Stated task: Only the lines from the one containing "For each instance of the rear" through the final line of the material below should be output, exactly as they stand.

Given records:
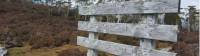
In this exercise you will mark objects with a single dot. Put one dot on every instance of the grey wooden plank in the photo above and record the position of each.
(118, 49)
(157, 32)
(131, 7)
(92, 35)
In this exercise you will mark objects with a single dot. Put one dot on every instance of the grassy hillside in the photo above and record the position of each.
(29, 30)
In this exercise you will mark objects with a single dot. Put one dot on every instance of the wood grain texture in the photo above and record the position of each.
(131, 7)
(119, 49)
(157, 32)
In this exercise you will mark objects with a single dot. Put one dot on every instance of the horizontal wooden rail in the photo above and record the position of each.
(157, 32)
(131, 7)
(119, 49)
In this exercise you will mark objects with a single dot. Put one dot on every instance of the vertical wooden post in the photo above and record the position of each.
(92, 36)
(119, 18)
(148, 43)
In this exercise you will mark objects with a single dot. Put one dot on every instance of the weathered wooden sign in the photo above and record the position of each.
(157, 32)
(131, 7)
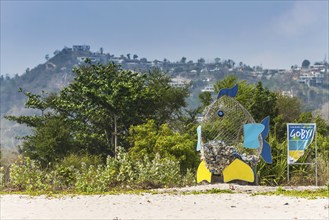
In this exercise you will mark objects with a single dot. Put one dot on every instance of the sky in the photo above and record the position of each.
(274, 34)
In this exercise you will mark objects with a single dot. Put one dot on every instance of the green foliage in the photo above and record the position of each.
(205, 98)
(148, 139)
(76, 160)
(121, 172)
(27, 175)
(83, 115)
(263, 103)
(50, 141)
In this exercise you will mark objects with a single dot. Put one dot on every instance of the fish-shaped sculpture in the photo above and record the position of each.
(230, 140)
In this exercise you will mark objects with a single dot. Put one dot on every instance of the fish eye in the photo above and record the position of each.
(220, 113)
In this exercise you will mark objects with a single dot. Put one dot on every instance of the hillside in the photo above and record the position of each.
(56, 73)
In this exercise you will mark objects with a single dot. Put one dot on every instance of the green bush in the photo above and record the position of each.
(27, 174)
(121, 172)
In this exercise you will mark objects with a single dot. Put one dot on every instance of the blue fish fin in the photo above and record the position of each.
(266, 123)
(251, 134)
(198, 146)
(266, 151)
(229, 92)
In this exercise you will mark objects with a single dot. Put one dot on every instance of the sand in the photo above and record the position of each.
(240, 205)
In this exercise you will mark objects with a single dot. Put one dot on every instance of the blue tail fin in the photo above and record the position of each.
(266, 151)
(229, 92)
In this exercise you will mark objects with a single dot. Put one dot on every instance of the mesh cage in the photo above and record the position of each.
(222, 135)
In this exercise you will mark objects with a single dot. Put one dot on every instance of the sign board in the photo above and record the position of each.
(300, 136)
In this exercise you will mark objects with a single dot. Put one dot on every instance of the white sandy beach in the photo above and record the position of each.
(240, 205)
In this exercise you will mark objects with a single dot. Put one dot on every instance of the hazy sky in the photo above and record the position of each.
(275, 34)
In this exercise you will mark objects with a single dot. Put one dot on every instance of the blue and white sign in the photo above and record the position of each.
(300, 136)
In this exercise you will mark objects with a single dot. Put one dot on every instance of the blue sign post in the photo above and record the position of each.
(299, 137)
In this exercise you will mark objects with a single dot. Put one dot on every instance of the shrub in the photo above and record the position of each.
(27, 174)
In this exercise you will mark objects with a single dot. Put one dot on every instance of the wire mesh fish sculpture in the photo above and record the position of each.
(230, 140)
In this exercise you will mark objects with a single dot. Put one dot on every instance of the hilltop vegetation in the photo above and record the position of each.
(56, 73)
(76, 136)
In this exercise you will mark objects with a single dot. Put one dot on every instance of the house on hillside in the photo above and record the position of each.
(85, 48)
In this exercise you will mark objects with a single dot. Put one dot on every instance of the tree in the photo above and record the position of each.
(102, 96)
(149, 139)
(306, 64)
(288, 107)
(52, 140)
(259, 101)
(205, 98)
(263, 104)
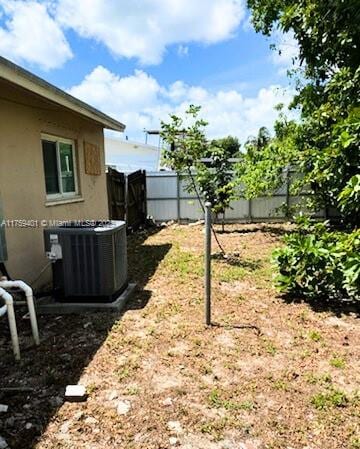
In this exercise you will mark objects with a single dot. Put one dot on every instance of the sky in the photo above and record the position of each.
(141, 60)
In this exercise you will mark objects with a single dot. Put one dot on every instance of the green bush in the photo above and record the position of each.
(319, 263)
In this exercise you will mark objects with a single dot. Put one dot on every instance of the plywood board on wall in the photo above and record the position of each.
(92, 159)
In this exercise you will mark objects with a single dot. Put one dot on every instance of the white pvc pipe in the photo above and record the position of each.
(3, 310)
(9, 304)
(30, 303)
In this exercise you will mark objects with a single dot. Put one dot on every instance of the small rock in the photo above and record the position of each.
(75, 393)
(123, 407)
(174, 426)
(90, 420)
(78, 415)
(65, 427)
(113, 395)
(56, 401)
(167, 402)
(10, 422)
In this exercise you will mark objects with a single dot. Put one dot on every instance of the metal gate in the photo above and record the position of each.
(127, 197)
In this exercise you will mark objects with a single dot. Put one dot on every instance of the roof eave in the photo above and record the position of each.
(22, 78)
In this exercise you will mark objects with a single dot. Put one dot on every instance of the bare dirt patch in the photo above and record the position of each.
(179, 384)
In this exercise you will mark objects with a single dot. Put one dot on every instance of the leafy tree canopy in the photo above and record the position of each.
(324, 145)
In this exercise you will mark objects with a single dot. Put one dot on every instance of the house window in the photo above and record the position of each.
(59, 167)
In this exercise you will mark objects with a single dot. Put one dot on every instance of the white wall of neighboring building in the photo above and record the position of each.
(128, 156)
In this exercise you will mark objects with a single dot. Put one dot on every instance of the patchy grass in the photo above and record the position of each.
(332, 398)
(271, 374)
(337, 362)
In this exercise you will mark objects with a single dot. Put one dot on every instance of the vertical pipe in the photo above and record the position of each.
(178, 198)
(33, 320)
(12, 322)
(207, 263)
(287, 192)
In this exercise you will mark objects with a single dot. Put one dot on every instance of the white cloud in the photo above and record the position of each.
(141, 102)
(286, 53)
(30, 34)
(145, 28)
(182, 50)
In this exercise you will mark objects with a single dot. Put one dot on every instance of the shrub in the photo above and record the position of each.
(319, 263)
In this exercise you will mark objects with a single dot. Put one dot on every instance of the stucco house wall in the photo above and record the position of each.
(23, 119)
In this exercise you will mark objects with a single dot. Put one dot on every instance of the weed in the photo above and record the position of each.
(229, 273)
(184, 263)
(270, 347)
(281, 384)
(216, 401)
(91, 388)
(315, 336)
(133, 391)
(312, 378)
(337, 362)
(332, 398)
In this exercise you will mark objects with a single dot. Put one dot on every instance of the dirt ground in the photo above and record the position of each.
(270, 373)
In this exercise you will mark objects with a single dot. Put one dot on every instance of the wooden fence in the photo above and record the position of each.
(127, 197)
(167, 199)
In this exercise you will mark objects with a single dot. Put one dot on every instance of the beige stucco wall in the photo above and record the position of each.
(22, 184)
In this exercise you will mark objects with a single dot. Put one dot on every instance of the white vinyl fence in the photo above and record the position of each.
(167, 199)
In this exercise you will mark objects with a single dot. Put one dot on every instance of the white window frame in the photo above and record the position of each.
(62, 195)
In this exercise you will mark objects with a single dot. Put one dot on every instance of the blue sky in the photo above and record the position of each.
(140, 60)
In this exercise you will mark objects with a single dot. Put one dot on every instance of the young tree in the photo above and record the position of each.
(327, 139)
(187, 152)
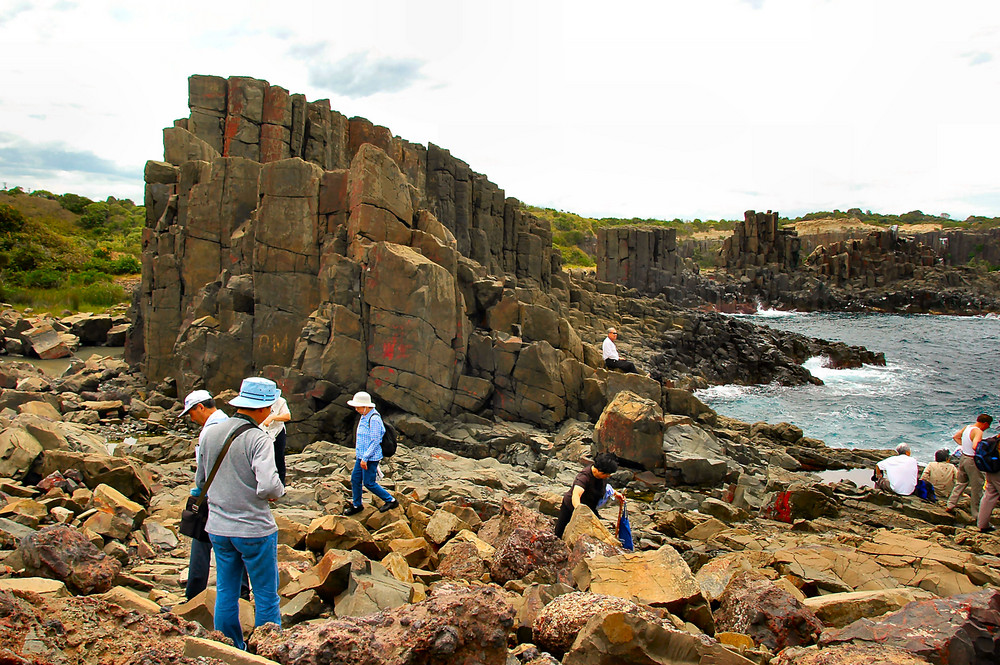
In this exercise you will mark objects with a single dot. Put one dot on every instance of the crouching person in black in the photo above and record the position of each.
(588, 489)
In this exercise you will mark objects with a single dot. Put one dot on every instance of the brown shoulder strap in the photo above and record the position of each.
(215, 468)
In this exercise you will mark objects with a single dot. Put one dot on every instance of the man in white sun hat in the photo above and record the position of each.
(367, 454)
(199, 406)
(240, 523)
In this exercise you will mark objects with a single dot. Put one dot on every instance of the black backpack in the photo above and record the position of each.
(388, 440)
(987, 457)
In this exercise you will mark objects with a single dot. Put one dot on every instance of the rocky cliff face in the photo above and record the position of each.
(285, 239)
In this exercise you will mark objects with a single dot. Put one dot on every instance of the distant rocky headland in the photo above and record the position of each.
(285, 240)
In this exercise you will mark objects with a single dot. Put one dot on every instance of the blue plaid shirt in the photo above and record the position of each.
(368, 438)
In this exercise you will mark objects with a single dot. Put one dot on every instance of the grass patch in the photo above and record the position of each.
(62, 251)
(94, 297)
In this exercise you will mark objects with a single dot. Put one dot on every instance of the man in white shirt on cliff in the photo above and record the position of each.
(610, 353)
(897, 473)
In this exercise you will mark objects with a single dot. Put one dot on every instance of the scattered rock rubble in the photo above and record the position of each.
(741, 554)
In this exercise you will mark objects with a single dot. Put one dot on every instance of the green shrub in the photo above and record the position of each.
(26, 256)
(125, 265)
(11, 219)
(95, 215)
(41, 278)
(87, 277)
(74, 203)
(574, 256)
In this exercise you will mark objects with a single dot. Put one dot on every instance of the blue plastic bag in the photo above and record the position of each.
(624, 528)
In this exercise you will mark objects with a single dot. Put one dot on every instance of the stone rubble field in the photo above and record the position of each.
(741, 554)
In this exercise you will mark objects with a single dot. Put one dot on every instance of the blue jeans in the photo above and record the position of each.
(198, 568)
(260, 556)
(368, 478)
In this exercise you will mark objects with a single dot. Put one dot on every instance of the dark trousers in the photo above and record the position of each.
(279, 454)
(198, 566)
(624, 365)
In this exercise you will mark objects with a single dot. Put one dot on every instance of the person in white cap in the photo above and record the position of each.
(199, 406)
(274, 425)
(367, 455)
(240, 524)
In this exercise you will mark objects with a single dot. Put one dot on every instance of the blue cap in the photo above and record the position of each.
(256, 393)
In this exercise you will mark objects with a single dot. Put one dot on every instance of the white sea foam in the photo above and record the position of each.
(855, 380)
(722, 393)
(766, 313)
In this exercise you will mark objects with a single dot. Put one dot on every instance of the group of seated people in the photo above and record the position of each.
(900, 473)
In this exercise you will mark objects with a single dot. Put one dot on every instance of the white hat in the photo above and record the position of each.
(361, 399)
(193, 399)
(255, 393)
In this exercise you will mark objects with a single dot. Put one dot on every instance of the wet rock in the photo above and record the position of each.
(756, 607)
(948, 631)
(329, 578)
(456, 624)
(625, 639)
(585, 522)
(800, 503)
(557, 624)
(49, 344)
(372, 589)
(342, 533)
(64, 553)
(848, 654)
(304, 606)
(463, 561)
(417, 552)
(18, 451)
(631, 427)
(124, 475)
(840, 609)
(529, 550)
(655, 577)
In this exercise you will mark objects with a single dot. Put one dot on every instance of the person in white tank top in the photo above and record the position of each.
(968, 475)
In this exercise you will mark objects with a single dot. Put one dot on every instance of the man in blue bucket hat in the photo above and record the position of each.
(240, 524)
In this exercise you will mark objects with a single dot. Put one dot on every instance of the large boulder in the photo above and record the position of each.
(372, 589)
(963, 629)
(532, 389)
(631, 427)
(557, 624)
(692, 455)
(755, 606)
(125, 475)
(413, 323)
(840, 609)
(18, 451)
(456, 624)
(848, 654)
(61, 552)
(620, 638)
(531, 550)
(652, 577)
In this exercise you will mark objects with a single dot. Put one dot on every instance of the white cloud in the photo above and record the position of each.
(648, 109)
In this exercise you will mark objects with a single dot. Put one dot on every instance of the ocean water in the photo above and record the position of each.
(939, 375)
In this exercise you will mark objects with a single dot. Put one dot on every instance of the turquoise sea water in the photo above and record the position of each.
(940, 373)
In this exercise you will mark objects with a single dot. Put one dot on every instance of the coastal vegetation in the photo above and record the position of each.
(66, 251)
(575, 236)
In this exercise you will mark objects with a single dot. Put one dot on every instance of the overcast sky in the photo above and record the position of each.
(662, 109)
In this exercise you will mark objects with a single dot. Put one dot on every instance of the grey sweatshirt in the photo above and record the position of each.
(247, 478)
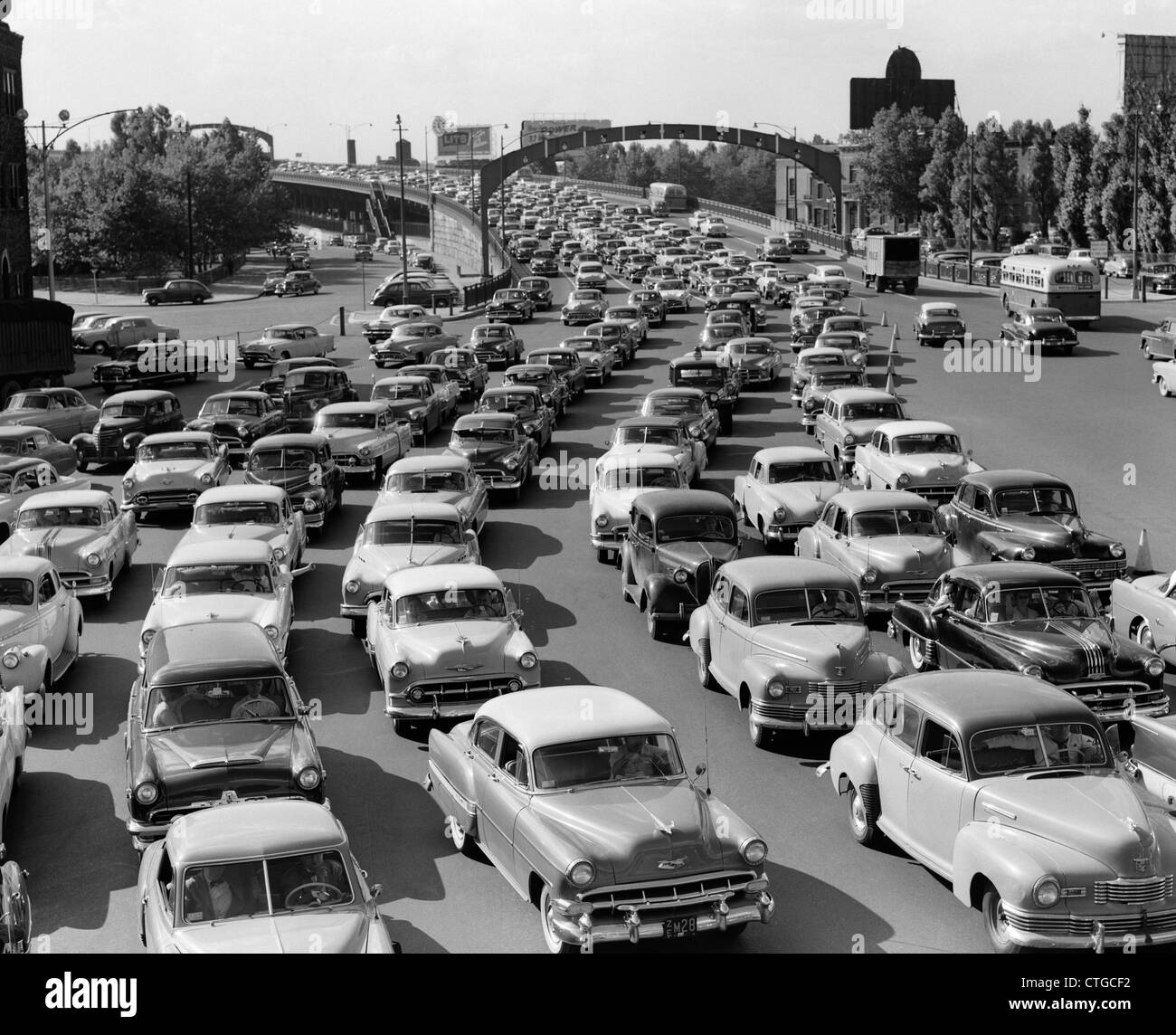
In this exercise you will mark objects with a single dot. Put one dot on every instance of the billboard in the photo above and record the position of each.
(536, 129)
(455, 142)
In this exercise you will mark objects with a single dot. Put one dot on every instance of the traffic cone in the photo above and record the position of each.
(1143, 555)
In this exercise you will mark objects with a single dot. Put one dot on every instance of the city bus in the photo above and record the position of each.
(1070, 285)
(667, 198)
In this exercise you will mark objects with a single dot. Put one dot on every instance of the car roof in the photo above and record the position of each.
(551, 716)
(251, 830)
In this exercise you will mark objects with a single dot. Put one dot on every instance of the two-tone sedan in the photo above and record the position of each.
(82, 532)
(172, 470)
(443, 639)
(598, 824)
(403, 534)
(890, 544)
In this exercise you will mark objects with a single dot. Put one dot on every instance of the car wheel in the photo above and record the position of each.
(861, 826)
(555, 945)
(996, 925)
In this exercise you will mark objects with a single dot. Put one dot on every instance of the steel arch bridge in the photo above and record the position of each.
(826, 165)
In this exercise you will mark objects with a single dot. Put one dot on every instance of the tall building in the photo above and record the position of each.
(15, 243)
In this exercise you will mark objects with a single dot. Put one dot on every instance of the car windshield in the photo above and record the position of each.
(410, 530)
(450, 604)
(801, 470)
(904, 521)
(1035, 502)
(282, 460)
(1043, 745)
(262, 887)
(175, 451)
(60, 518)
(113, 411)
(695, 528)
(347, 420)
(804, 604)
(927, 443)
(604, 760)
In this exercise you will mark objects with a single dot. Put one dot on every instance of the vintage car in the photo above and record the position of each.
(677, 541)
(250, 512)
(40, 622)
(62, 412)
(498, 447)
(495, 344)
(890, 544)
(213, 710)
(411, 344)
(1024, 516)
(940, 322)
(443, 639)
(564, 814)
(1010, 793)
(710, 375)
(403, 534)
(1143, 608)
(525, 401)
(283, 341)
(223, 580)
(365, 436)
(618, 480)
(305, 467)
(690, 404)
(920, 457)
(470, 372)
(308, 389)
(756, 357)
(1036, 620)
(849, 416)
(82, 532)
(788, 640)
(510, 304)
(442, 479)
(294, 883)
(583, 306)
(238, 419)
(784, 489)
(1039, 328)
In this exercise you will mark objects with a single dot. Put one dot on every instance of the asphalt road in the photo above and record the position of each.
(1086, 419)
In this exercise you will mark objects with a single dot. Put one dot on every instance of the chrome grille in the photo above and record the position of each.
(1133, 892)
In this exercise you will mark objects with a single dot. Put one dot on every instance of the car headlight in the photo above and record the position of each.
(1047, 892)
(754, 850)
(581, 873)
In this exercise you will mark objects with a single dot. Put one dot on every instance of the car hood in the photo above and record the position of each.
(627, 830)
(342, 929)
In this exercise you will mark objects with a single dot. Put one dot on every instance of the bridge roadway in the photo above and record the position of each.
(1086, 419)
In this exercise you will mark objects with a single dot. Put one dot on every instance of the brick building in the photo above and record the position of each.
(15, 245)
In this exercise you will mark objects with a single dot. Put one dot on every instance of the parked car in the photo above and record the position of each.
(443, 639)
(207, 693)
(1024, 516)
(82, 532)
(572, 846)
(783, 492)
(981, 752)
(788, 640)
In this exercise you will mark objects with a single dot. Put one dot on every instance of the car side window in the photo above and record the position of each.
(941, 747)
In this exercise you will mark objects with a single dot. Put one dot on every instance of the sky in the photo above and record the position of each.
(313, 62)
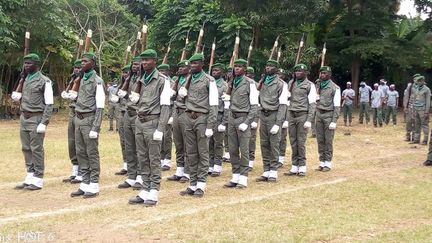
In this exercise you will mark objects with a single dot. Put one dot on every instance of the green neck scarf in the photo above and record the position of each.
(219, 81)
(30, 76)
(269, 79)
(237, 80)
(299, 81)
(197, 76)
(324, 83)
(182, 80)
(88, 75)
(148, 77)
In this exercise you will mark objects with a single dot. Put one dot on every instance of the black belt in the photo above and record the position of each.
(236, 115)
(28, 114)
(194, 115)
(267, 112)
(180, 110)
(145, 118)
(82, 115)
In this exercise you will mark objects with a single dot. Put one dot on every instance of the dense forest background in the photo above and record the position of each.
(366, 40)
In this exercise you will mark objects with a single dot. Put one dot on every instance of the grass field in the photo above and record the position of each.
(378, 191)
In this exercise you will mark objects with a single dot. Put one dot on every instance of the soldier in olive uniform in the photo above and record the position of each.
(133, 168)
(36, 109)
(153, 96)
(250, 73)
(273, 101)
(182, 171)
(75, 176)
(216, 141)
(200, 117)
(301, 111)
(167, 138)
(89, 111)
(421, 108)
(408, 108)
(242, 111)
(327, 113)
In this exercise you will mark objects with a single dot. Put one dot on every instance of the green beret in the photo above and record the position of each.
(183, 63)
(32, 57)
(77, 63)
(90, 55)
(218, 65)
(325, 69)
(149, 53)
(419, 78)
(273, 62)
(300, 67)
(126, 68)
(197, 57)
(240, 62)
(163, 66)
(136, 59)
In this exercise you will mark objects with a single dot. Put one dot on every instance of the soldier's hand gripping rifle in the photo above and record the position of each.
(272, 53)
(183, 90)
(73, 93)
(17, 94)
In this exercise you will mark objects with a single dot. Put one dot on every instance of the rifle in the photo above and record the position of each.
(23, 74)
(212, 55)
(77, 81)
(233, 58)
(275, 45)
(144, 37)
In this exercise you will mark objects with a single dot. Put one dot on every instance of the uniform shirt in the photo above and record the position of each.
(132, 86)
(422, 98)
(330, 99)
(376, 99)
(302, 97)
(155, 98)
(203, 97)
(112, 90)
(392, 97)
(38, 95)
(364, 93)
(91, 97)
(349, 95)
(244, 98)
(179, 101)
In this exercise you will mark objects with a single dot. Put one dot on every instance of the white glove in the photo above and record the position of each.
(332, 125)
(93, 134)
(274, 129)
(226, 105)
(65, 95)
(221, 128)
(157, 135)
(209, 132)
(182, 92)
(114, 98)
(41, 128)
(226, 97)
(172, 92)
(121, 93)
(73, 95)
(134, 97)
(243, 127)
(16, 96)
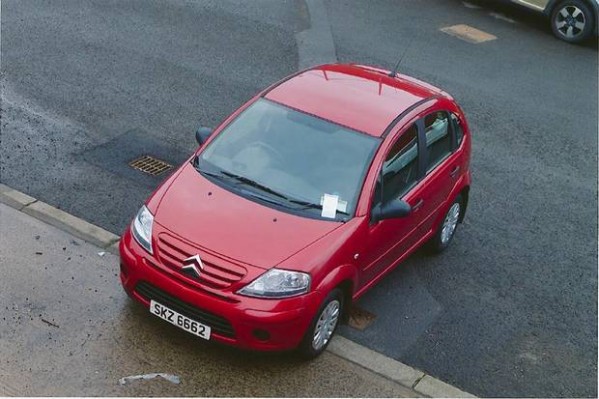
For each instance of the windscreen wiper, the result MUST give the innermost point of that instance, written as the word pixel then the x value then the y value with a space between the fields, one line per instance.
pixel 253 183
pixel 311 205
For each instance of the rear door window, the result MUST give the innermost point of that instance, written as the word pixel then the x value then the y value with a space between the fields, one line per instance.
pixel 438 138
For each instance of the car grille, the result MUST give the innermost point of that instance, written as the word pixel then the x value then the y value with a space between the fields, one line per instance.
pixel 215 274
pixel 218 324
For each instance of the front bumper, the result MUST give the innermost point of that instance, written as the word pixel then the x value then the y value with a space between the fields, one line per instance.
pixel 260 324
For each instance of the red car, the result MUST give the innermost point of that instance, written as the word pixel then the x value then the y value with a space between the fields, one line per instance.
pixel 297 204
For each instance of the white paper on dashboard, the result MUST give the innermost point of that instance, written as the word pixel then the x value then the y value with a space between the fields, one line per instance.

Correct answer:
For each instance of the rear door window, the result MUST give the innermost point of that instance, written as the word pixel then the x value then the y value with a space between the fields, one line per instance.
pixel 438 138
For each instance of the car grille, the result MUST give the innermost point of that instance, written as the word pixel then the x value then the y value with a space between the fields, one line per instance.
pixel 215 274
pixel 218 324
For each instance of the front bumper, the result MUST give the innermost point of that instance, written as the word pixel then the x value then the y value with a space between the fields, one line per instance.
pixel 260 324
For each instance of the red car, the result MUST give the innermost point of that instance, written as the word pixel then the x value then the y value with a space between the fields, one line per instance.
pixel 297 204
For each instance of the white paper on dashboard, the result MUST give the innermost point of that instance, written as the word pixel then the x value then the y value with a space between the fields, one line per instance.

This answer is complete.